_WHAT IS ASKED_.
**A.** In the excerpt about L-P's mills, what new job does Bob Morris have now that he is no longer L-P's Western Division resource manager?
**B.** Reproduce the part of the excerpt about L-P's mills between "Such is the" and "you believed them.", inclusive.
**C.** According to the excerpt about L-P's mills, why are the Ukiah mill and the other mills closing? Answer in one to three sentences.

_EXCERPT TO READ_.
================
So, with this missing link, Harry Merlo’s master plan becomes clear. Because it never really did make sense for L-P to open this whole huge Mexico mill just for the few little shreds of redwood that are left up here. More likely, the Mexico mill will end up milling the logs from Siberia, which will be purchased with the remnants of the mill equipment from the north coast. Bob Morris mentions neither Mexico nor Siberia in his leaked memos, but it is undoubtable that he is aware of these connections. For now that Morris is no longer L-P’s Western Division resource manager, he has gotten himself a new job working as a broker, middling the Siberia deal for L-P.
Such is the cynical world of the corporate executive. But what does this have to do with Albion? Well, Judge Luther, if you remember, this whole thing started when L-P got you to overrule the California Department of Forestry’s stop order on the Enchanted Meadow cut. L-P told you that they would be forced to close their Ukiah mill if they didn’t get this 300 acres down, and you believed them.
What we’re saying is that L-P lied to you. The Ukiah mill (and the Potter Valley, Covelo, Cloverdale, and all the other mills) are not closing because we are trying to save a few trees before L-P completes its cut-and-run. The mills are closing and the forest is being blitzed because of a deliberate and conscious business decision that Harry Merlo made in 1988. He decided to sacrifice the redwood region by liquidating both the woods and the mills in order to capitalize his foreign ventures in Mexico and Siberia.
================
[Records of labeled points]

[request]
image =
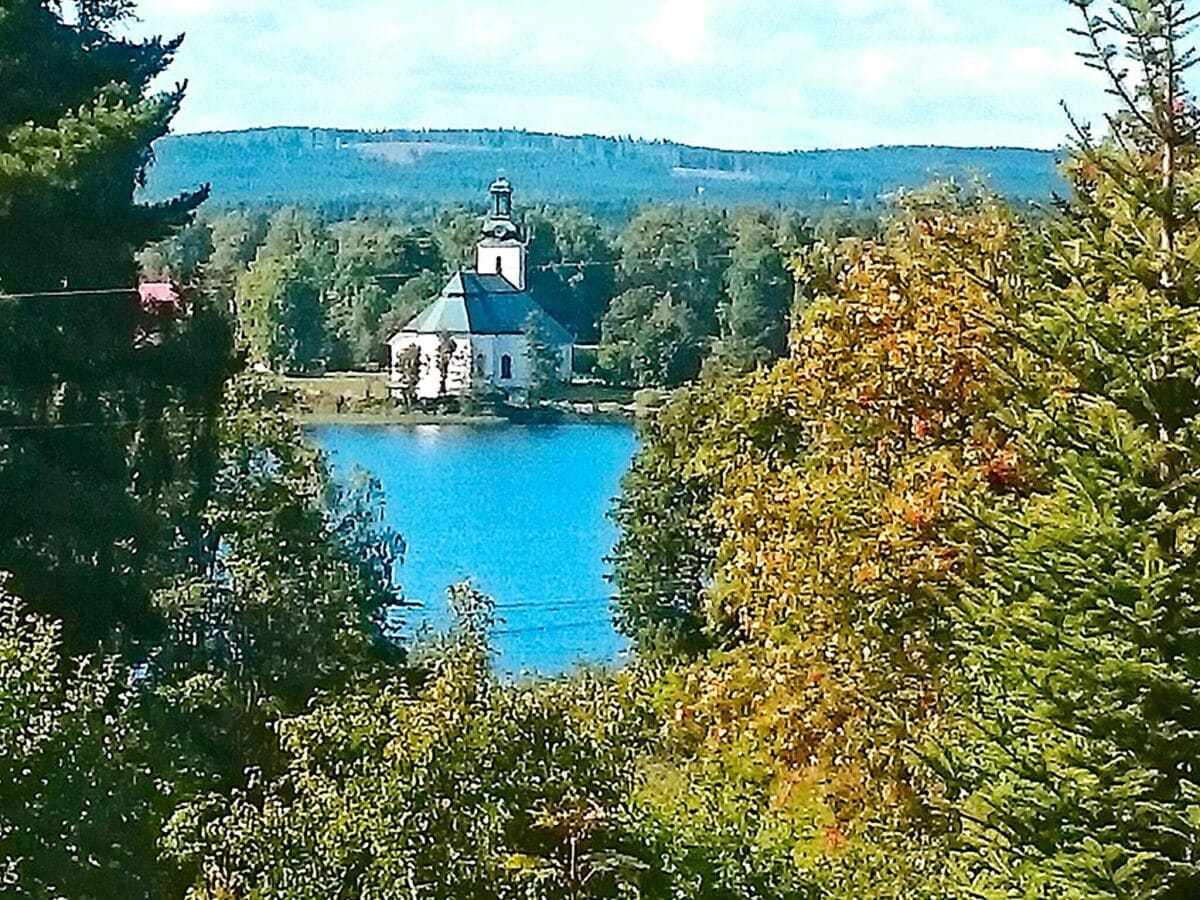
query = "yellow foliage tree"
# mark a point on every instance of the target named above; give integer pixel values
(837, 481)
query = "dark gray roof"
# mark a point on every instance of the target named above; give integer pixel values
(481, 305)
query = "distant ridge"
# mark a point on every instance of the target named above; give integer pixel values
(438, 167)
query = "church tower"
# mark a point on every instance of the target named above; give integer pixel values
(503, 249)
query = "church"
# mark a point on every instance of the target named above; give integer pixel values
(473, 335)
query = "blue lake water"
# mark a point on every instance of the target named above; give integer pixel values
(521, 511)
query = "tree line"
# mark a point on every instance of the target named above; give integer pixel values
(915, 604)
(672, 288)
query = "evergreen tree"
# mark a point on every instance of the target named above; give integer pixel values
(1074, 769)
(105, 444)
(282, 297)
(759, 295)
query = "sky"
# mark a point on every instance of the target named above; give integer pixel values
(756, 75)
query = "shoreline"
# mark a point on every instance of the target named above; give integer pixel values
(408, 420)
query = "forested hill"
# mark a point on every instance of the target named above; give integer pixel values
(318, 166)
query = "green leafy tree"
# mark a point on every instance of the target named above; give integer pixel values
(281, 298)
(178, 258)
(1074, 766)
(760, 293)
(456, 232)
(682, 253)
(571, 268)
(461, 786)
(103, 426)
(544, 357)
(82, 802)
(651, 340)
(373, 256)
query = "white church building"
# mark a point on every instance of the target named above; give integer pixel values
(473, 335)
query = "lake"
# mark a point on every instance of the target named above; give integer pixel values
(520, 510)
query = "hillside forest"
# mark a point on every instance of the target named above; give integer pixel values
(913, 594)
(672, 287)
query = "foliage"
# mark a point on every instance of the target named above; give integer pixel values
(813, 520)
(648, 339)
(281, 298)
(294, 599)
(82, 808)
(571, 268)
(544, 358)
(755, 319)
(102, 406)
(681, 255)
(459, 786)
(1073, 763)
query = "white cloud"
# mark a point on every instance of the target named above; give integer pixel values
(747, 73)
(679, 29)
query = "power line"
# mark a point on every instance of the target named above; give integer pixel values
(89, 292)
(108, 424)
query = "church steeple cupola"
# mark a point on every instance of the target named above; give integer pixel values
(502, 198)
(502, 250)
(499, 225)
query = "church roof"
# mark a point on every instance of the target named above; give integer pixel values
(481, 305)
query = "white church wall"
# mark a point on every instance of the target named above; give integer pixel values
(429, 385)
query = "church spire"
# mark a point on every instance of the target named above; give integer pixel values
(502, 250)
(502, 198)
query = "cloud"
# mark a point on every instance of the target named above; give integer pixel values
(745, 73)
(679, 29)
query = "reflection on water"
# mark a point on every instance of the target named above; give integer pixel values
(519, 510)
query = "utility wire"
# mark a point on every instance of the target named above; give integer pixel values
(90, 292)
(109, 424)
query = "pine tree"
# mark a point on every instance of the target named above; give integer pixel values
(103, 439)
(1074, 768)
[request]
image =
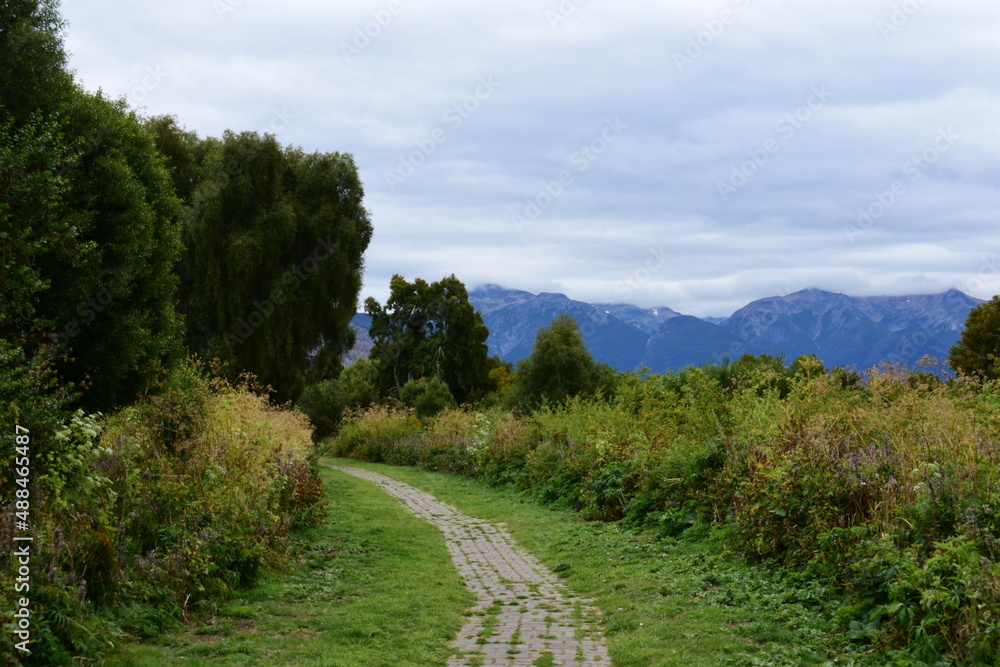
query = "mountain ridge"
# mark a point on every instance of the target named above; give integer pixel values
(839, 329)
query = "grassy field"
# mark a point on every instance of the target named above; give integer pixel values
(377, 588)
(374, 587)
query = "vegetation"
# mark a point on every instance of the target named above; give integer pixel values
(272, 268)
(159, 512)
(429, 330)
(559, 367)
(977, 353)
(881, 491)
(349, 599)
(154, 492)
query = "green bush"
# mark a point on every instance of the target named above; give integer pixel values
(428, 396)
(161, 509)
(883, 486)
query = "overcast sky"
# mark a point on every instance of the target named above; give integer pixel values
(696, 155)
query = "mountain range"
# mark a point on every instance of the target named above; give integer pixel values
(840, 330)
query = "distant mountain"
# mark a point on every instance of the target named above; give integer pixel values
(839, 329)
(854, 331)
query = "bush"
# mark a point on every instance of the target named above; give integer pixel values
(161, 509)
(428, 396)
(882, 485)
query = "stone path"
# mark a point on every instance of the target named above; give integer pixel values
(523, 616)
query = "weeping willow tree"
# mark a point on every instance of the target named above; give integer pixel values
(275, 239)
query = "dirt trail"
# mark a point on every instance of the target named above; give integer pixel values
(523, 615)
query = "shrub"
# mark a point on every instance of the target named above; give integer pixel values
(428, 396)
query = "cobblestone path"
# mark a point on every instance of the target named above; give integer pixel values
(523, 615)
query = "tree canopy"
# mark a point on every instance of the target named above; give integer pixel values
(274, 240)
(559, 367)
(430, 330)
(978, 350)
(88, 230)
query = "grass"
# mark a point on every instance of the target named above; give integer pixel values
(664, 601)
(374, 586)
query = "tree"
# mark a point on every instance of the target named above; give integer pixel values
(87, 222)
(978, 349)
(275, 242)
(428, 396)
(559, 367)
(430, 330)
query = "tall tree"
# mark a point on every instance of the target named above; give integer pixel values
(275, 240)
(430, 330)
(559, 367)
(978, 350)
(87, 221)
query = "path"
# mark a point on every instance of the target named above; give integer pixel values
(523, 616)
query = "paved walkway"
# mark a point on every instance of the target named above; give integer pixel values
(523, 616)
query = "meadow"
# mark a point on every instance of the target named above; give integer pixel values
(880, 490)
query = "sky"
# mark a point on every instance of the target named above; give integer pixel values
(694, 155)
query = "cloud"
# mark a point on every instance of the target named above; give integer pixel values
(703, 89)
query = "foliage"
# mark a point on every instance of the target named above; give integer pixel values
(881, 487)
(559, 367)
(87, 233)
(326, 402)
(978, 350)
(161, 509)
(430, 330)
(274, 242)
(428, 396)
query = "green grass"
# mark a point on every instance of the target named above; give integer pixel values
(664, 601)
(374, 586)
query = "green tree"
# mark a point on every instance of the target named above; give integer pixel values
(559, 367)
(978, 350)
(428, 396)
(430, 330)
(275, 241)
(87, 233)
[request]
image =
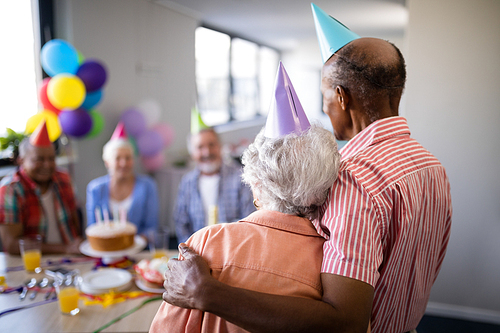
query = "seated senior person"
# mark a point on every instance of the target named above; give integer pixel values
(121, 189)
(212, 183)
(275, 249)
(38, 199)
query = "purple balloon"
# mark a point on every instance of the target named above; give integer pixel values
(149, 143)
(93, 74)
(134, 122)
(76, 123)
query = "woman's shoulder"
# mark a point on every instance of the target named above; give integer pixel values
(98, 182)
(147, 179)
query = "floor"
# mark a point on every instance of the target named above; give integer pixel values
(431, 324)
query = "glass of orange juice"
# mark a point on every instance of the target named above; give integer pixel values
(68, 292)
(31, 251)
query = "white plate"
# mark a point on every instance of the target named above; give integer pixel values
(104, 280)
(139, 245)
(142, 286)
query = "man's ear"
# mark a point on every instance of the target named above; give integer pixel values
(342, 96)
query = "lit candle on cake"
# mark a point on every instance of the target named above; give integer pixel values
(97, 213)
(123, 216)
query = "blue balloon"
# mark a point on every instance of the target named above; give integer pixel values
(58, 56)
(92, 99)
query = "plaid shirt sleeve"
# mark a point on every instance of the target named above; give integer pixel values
================
_WRITTEN RESPONSES_.
**A.** He works as a broker, middling the Siberia deal for L-P.

**B.**
Such is the cynical world of the corporate executive. But what does this have to do with Albion? Well, Judge Luther, if you remember, this whole thing started when L-P got you to overrule the California Department of Forestry’s stop order on the Enchanted Meadow cut. L-P told you that they would be forced to close their Ukiah mill if they didn’t get this 300 acres down, and you believed them.

**C.** They are closing because of a deliberate business decision Harry Merlo made in 1988. He chose to sacrifice the redwood region by liquidating both the woods and the mills so he could capitalize his foreign ventures in Mexico and Siberia.